> [WHAT IS REQUIRED] The expected output is exactly the lines below, starting at the line with "Query: dense vegetation" and ending at the line with "# test: point out the sea", both included; no other line belongs in it.

------ DATA SUPPLIED

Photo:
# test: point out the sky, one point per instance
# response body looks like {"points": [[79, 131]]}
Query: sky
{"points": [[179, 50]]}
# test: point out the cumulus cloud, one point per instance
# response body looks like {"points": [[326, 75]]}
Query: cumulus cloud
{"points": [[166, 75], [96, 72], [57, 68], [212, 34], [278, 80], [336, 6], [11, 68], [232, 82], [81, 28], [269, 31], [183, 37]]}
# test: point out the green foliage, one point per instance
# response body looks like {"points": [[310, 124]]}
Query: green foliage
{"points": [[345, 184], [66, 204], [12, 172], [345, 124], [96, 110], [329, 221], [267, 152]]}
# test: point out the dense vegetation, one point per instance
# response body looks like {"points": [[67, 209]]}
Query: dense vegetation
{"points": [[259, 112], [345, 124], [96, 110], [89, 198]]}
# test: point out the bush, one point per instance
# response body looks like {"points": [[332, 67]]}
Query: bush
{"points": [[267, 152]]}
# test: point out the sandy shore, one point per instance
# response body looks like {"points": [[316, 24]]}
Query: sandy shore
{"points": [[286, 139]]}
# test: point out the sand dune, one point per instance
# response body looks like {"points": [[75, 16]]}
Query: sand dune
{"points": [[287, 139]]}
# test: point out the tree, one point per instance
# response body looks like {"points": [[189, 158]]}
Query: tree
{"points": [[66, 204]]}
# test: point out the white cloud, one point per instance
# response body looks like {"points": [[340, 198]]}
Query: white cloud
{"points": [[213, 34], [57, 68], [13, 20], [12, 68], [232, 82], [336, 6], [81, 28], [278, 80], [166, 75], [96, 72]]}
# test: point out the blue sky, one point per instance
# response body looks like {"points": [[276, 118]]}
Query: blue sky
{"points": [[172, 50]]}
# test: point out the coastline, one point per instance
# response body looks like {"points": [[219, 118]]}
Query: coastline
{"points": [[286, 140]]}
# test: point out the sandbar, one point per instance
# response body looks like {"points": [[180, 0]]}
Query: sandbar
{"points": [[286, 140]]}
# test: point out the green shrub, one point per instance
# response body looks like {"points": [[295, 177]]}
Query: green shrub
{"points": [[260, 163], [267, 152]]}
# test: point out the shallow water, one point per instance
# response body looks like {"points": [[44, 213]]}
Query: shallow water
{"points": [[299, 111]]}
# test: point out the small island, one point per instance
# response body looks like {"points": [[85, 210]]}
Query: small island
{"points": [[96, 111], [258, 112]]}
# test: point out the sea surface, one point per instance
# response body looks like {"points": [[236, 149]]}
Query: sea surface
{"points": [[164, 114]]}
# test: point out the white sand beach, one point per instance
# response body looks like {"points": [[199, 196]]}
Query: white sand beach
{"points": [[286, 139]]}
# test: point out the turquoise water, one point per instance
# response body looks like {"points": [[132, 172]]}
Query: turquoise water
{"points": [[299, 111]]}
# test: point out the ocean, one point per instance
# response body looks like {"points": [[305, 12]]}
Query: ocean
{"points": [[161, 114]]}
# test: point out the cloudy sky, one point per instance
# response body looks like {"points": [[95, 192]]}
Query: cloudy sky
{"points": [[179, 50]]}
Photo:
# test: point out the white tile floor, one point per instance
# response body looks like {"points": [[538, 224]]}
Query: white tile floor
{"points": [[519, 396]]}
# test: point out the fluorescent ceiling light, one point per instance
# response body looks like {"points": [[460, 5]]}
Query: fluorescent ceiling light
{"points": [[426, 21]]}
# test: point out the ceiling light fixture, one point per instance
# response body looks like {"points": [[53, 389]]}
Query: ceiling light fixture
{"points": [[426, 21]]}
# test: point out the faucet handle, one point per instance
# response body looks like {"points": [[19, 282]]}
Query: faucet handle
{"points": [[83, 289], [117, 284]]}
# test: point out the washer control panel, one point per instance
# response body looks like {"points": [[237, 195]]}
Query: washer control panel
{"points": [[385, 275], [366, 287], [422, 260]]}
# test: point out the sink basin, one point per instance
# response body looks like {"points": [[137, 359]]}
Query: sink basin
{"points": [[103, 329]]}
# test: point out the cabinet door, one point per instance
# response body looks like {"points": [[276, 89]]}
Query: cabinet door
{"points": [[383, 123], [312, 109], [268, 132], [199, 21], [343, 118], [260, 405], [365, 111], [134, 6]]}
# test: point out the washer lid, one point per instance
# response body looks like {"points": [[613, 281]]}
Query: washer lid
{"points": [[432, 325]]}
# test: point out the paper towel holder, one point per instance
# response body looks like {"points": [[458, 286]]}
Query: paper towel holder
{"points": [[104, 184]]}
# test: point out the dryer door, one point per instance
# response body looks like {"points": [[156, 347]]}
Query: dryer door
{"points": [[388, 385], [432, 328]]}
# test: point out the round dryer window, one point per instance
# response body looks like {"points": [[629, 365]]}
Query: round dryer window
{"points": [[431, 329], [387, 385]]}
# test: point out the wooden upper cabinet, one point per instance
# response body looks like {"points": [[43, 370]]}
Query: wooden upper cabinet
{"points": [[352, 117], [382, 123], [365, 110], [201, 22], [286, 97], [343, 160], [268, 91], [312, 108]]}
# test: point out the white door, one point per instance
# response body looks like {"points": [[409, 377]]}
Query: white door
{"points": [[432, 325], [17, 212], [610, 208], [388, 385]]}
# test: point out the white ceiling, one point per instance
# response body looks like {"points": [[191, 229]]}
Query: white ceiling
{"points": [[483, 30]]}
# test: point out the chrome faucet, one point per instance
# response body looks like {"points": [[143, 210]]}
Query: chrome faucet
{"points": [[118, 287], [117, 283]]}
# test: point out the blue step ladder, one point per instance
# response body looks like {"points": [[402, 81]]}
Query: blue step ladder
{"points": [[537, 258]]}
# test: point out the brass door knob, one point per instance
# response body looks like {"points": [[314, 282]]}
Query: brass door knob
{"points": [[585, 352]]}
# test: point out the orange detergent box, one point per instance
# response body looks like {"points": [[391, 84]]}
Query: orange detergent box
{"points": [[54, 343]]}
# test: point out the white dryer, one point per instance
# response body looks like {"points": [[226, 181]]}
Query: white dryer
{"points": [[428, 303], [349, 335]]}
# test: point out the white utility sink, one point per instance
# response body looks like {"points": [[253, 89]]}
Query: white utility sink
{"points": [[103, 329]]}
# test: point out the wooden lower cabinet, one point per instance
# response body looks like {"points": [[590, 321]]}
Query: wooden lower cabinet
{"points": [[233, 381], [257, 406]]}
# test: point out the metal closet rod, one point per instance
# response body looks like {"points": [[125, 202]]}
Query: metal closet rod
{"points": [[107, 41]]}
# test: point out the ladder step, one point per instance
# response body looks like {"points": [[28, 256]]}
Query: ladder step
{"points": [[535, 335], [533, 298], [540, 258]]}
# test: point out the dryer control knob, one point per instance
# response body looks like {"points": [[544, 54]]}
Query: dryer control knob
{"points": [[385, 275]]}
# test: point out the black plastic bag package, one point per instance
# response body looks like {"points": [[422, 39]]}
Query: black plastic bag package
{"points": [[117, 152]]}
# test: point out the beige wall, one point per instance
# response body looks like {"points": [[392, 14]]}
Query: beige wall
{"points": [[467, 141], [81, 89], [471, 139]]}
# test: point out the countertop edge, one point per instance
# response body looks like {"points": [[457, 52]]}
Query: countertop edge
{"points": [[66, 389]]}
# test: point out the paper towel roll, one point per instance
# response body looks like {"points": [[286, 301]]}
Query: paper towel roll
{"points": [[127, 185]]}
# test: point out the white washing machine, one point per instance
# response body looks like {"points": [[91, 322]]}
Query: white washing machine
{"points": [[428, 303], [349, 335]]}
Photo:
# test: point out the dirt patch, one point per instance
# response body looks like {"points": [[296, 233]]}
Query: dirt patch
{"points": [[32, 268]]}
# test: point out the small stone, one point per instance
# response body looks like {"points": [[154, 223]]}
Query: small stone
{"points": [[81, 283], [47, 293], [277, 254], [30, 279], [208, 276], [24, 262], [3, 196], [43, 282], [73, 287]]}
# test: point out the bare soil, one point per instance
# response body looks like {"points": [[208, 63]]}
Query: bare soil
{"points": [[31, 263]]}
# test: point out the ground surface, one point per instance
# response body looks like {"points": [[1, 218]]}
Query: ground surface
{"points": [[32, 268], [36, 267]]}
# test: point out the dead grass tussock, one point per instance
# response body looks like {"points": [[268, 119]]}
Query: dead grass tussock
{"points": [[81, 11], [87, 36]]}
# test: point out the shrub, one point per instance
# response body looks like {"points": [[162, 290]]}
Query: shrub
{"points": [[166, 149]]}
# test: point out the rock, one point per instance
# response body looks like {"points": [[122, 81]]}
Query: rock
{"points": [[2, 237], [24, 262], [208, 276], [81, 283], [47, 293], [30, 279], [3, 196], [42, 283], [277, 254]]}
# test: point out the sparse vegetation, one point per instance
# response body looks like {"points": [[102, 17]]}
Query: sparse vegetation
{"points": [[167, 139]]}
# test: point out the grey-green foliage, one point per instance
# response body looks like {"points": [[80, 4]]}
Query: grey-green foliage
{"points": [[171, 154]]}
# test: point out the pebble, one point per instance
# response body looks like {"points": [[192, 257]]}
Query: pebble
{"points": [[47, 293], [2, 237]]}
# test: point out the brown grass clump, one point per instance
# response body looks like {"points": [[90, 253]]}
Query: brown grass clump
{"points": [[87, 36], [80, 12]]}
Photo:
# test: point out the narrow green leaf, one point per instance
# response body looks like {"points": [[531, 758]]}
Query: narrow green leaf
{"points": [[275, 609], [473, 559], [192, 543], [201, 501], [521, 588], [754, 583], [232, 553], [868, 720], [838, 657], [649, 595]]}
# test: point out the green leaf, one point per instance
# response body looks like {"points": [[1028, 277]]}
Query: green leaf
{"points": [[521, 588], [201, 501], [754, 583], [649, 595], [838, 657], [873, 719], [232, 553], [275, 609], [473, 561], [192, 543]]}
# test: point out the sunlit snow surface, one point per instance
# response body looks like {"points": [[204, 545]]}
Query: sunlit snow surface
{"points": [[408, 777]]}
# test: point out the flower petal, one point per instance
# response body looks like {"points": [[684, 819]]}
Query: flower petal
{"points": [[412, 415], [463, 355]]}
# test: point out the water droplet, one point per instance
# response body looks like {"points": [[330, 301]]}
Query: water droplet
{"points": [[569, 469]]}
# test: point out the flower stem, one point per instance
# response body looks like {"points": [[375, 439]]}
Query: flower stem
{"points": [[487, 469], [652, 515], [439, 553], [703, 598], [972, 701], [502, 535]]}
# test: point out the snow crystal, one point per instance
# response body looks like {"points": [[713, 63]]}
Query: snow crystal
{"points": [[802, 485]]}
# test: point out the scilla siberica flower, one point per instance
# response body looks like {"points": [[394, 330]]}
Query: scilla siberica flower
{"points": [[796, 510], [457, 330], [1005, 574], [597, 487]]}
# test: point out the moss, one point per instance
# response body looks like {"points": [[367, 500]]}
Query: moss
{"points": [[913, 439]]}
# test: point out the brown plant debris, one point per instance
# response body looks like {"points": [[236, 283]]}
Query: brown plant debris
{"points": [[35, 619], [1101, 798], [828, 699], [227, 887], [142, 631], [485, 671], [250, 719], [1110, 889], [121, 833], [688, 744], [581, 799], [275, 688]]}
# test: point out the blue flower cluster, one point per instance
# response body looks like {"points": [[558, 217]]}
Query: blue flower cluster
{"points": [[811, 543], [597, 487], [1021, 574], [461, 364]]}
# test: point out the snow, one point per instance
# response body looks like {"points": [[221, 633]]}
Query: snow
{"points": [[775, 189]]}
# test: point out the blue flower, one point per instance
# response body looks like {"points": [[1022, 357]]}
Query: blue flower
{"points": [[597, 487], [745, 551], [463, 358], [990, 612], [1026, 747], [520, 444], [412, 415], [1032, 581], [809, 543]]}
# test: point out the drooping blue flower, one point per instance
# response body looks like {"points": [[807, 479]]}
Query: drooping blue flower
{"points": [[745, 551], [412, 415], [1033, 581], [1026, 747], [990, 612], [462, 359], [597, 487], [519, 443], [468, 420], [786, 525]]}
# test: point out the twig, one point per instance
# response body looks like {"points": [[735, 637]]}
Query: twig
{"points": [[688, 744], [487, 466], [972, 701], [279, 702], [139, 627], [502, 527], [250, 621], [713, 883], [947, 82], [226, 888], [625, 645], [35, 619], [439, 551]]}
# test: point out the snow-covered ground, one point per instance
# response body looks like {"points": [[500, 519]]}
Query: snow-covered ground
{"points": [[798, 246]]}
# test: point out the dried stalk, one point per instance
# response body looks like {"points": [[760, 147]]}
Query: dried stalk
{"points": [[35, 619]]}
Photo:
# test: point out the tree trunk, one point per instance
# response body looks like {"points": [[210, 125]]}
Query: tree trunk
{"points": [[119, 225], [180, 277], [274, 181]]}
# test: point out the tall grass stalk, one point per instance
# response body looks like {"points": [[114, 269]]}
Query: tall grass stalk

------------

> [YOUR RESPONSE]
Query: dense vegetation
{"points": [[259, 112], [345, 124], [96, 110], [89, 198]]}
# test: point out the bush, one point per instance
# response body looks like {"points": [[332, 67]]}
Query: bush
{"points": [[267, 152]]}
# test: point out the sandy shore, one point per instance
# response body looks like {"points": [[316, 24]]}
Query: sandy shore
{"points": [[286, 139]]}
# test: point out the sand dune, one point per instance
# response body looks like {"points": [[75, 16]]}
Query: sand dune
{"points": [[287, 139]]}
# test: point out the tree, one point per instance
# response body looks like {"points": [[189, 158]]}
Query: tree
{"points": [[66, 204]]}
# test: point out the white cloud, one point per instance
# response body looks like {"points": [[340, 198]]}
Query: white cloud
{"points": [[213, 34], [57, 68], [13, 20], [12, 68], [232, 82], [336, 6], [81, 28], [278, 80], [166, 75], [96, 72]]}
# test: point out the blue sky, one point per instance
# response body looks like {"points": [[276, 118]]}
Query: blue sky
{"points": [[172, 50]]}
# test: point out the coastline, one point per instance
# response body looks like {"points": [[219, 118]]}
Query: coastline
{"points": [[286, 140]]}
# test: point out the sandbar, one point per instance
# response body looks like {"points": [[180, 0]]}
Query: sandbar
{"points": [[286, 140]]}
# test: point out the green shrub, one point per instance
# response body looks like {"points": [[295, 177]]}
Query: green shrub
{"points": [[260, 163], [267, 152]]}
# test: point out the shallow water, one point per instance
# response body looks like {"points": [[44, 213]]}
Query: shallow water
{"points": [[299, 111]]}
# test: point out the small island, one point per instance
# response body looks like {"points": [[85, 210]]}
Query: small island
{"points": [[96, 111], [258, 112]]}
# test: point out the sea surface, one point per instance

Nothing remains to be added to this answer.